Set of tasks:
• 1. Please copy the part of the text on income splitting that begins at the words "Finally, the lack" and stops after "four year period.".
• 2. Using the text on income splitting, answer each question below.
(a) How much did Ralph estimate the PSI rules would raise over a four year period?
(b) Which four comparable jurisdictions are named for their treatment of PSI?
(c) In the UK, what share of a partnership's profits is used in the test for partnerships?

#### Supplied text ####

It could therefore be argued that Part 2-42 provides a further penalty by eliminating one of the few advantages obtained from ceasing to be an employee. When applying Part IVA, could it be concluded (as per s 177D of the ITAA 1936) in such cases that the dominant purpose of such a scheme is to obtain a tax benefit (income splitting)? This further shows that if income splitting is considered undesirable we need a simple statutory mechanism to combat it: Part 2-42 and Part IVA are not good mechanisms in this area.

Finally, the lack of overall success of Part 2-42 can be seen in examining the taxation statistics, with less than one percent of total revenue collected by the Commissioner being from Part 2-42.[117]

In contrast, Ralph had estimated the measures would ‘raise up to $530 million a year by 2004–05’ through the elimination of income splitting and denial of certain deductions and that the PSI rules would raise $2410 million over a four year period.

4. ALTERNATIVE STRATEGIES

There is a need to consider alternative strategies for the curbing of income splitting. These include the treatment of PSI in other comparable jurisdictions including the United Kingdom (‘the UK’), the United States (‘the US’), Canada and New Zealand (‘NZ’). Further, alternative strategies can include addressing the underlying causes of income splitting (including tax rates, tax-free thresholds, tax units, and industrial issues), eliminating the differentiation between non-PSI and PSI, and redesigning Part 2-42.

4.1 International Practices

Turning first to overseas jurisdictions, in the UK, PSI channelled through a company where an individual or their family control more than five percent of the ordinary share capital, or are entitled to receive more than five percent of the dividends, or the individual is entitled to receive or receives payments which could reasonably be considered to have been for services provided by the individual, is subject to rules which require PSI to be paid out to the individual deriving the income, either as Pay As You Earn (‘PAYE’) salary or as dividends. For partnerships the test is whether the individual or their family is entitled to 60 percent or more of the partnership’s profits, or all or the majority of partnership income is received from one client or the partnership’s profit sharing arrangements are designed to ensure the individual receives amounts based on payments received from clients for the individual’s services.

#### Source data ####

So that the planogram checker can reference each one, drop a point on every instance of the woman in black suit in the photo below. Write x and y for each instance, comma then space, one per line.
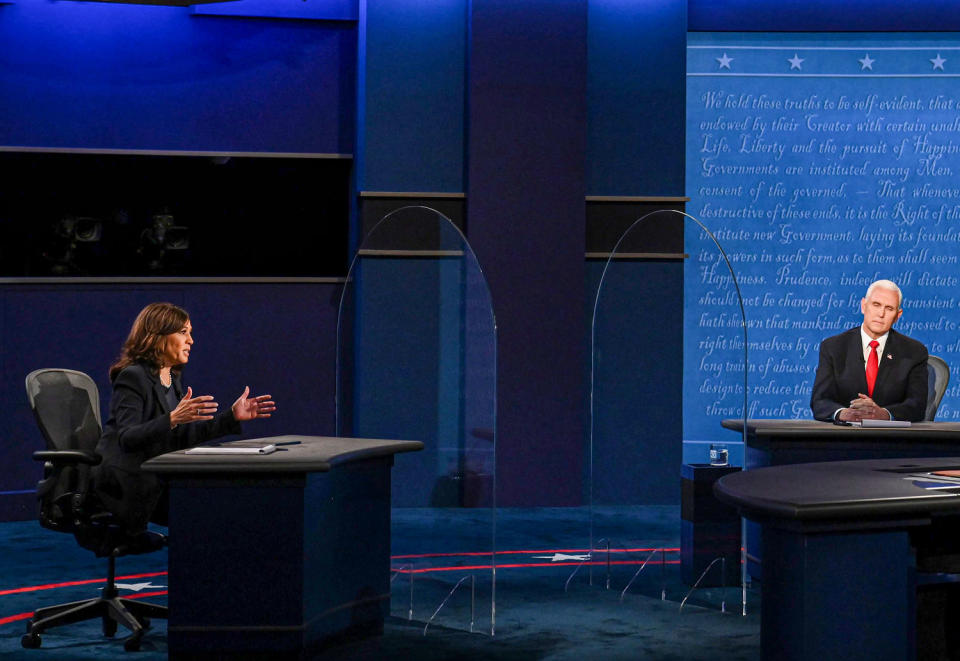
150, 415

####

Results:
• 1.
Finally, the lack of overall success of Part 2-42 can be seen in examining the taxation statistics, with less than one percent of total revenue collected by the Commissioner being from Part 2-42.[117]

In contrast, Ralph had estimated the measures would ‘raise up to $530 million a year by 2004–05’ through the elimination of income splitting and denial of certain deductions and that the PSI rules would raise $2410 million over a four year period.

• 2.
(a) $2410 million.
(b) The United Kingdom, the United States, Canada and New Zealand.
(c) 60 percent or more.